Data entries

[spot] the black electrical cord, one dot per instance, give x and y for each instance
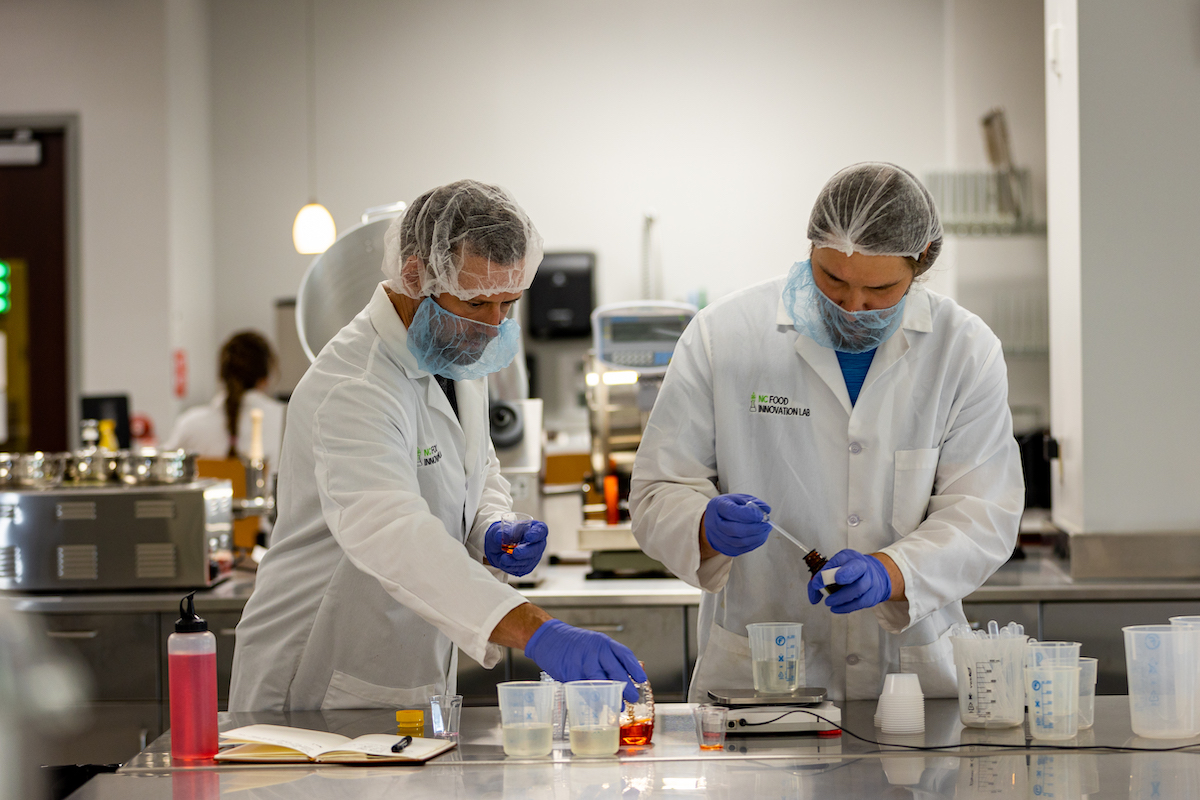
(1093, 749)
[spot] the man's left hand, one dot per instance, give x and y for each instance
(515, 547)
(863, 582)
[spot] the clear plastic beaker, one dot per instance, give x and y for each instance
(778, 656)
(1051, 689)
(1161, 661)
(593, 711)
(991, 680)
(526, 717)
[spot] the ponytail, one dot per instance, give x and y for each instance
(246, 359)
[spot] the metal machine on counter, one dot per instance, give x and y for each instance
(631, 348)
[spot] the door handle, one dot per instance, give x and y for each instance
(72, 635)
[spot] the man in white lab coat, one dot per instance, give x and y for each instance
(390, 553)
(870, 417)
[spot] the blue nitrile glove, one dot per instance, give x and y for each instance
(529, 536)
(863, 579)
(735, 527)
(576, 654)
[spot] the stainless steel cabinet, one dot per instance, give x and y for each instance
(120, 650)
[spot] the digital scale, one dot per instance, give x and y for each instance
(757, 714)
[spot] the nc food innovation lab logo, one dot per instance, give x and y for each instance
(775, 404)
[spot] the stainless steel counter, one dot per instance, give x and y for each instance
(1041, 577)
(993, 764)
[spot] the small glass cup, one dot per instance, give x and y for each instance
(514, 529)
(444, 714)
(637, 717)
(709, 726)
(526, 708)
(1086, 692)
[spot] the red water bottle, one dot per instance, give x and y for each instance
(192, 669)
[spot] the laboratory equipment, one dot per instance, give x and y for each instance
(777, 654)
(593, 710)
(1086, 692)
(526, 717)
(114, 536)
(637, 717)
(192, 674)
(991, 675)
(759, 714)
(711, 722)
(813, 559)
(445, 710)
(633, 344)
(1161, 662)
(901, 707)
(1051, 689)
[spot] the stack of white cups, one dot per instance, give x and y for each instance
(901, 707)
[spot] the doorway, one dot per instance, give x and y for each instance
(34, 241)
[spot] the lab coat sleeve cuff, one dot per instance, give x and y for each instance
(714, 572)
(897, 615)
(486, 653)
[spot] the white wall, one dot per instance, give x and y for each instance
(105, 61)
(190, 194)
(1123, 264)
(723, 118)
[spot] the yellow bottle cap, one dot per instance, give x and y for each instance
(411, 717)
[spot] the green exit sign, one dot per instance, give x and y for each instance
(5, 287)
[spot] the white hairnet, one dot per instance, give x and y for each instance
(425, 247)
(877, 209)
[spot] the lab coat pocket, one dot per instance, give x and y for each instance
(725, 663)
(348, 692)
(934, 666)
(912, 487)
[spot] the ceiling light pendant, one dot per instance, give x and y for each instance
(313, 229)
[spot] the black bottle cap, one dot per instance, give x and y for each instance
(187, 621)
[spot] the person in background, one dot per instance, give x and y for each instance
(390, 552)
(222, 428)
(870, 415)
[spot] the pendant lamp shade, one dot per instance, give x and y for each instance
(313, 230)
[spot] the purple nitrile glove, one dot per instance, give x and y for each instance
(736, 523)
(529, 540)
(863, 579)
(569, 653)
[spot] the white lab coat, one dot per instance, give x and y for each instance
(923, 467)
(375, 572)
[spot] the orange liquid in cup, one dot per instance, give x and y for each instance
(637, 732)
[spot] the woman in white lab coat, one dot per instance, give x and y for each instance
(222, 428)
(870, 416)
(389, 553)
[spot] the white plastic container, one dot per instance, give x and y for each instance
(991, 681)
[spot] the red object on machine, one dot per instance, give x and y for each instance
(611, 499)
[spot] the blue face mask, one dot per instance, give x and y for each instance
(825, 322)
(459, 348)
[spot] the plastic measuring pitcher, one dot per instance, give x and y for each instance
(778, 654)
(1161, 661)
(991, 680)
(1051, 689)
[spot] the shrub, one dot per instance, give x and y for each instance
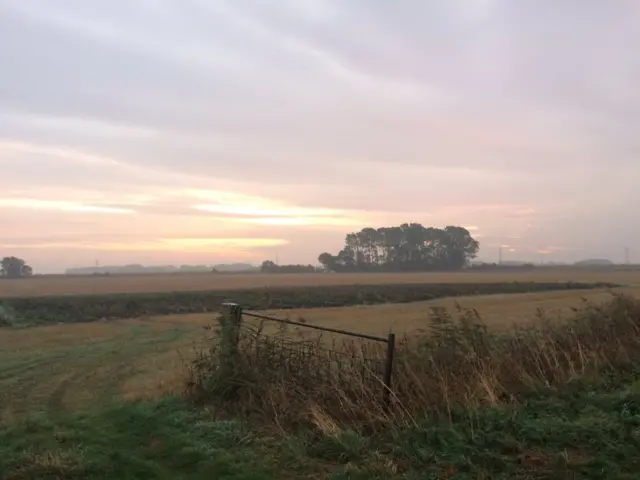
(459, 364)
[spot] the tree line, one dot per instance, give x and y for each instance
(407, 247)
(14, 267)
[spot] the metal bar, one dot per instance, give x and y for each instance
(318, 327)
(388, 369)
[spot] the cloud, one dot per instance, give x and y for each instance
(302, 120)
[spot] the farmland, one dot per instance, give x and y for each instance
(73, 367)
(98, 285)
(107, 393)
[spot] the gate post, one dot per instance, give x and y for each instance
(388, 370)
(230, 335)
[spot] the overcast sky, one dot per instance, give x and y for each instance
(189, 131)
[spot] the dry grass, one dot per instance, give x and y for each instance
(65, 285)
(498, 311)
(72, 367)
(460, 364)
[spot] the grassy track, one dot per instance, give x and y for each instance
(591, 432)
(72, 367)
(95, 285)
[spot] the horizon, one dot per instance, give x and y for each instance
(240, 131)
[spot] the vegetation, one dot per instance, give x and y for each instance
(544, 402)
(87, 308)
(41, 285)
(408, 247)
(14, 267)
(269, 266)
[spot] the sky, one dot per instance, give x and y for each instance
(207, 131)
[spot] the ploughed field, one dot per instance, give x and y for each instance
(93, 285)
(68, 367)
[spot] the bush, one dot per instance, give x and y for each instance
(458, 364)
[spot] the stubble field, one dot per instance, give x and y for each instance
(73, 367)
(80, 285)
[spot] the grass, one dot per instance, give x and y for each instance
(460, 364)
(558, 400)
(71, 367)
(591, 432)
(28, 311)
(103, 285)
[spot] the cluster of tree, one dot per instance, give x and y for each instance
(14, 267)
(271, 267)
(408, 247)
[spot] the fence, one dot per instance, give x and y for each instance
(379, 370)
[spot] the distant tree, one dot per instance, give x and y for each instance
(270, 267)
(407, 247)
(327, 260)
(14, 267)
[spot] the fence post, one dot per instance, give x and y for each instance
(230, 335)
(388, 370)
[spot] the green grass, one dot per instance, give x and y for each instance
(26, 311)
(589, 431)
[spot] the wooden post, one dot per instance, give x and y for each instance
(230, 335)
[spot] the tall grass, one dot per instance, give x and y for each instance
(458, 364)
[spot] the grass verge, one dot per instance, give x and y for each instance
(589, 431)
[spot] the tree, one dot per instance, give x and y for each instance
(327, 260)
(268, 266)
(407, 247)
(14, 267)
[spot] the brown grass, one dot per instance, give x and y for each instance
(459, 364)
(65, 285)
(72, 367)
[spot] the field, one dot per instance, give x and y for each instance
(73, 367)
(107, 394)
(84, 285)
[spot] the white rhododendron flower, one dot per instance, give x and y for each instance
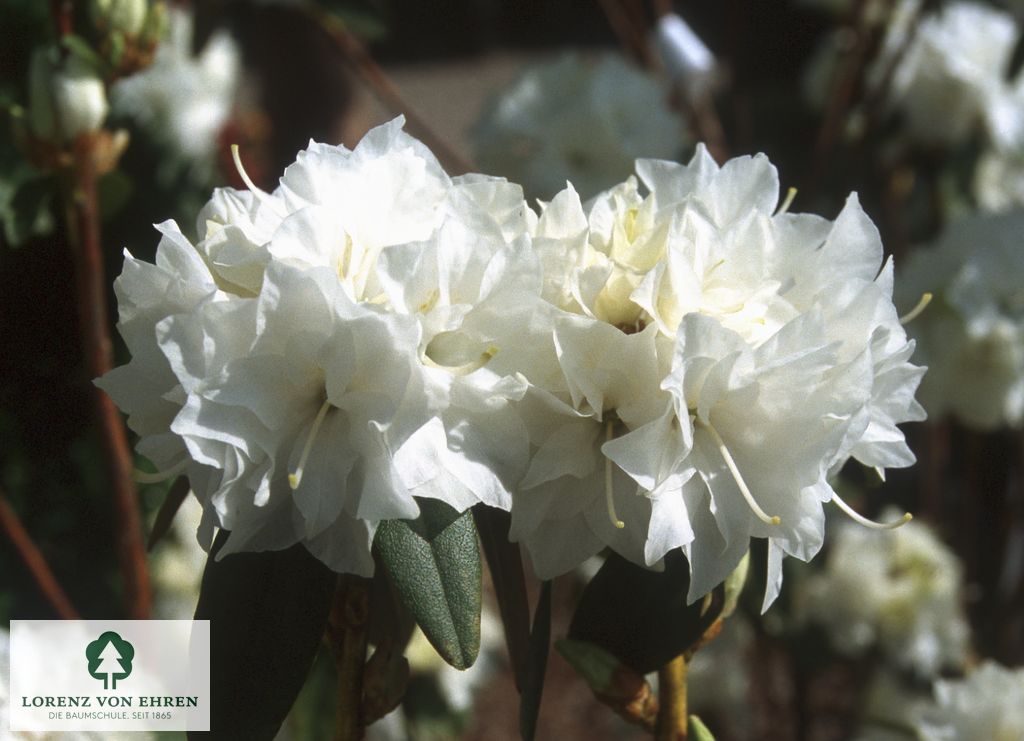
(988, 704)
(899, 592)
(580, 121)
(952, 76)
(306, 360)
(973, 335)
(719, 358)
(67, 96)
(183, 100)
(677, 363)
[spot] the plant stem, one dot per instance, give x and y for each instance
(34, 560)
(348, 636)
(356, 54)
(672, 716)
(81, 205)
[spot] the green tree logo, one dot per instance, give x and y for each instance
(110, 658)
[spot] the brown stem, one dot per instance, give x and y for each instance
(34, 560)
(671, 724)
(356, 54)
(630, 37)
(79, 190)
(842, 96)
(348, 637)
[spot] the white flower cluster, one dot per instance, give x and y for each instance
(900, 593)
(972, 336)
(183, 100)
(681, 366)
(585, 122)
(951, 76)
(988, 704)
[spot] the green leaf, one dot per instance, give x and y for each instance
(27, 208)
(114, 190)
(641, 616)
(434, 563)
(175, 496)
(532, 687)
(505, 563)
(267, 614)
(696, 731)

--

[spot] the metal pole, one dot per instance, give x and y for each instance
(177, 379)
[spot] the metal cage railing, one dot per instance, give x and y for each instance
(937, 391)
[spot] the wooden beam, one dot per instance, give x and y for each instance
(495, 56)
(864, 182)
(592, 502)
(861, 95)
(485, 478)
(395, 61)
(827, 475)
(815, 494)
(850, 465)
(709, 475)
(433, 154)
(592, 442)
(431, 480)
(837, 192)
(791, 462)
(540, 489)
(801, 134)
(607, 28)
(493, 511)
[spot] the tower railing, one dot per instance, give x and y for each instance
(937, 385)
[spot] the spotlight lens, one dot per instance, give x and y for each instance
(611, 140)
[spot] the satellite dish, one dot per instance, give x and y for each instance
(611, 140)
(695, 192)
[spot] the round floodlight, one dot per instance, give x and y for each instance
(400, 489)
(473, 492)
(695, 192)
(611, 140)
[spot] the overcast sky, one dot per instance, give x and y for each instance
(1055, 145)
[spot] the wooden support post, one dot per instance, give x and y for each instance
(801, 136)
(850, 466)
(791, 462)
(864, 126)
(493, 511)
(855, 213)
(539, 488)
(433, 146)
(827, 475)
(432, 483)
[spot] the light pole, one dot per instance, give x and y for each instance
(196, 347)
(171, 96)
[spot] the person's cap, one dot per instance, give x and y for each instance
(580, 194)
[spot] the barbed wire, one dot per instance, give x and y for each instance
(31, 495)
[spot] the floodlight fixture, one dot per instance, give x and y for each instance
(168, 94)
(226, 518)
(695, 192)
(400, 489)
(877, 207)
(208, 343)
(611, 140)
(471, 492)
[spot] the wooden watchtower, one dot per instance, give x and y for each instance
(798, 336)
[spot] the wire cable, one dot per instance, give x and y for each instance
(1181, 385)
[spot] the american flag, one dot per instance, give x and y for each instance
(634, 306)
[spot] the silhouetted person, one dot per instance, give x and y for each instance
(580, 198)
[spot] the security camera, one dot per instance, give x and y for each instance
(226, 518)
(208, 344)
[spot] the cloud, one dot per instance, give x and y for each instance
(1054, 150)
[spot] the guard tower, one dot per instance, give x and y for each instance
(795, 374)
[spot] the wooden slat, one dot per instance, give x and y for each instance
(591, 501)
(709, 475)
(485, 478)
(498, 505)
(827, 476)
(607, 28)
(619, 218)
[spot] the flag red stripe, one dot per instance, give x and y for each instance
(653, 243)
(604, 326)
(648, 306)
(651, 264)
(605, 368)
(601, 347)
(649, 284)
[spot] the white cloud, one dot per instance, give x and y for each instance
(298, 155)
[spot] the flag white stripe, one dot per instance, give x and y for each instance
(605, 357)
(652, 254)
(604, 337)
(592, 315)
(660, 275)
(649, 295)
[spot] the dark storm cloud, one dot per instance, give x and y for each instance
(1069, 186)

--

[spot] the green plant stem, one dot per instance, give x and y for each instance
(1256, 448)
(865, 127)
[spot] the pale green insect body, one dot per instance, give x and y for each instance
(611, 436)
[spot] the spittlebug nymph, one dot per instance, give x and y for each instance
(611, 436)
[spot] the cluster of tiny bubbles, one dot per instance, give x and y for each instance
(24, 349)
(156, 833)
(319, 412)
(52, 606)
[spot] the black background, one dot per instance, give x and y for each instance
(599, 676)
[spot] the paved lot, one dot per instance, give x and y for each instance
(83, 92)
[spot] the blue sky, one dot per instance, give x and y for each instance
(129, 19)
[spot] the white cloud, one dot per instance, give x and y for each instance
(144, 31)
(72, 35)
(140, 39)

» YOUR INSTRUCTIONS: Lay out the entries from the line that has "[spot] the flag white" through the line that has "(1069, 186)", both included, as a two-column CSV with the headers text and answer. Give one row per entry with each field quoted and any line breaks turned into spaces, and include no other entries.

» EXERCISE RESPONSE:
text,answer
"[spot] the flag white stripe, one dot per instance, give x and y for each instance","(605, 357) (652, 254) (604, 337) (592, 315) (660, 275) (649, 295)"
"[spot] the dark storm cloud, one dot per instance, give x and y for each instance","(1069, 186)"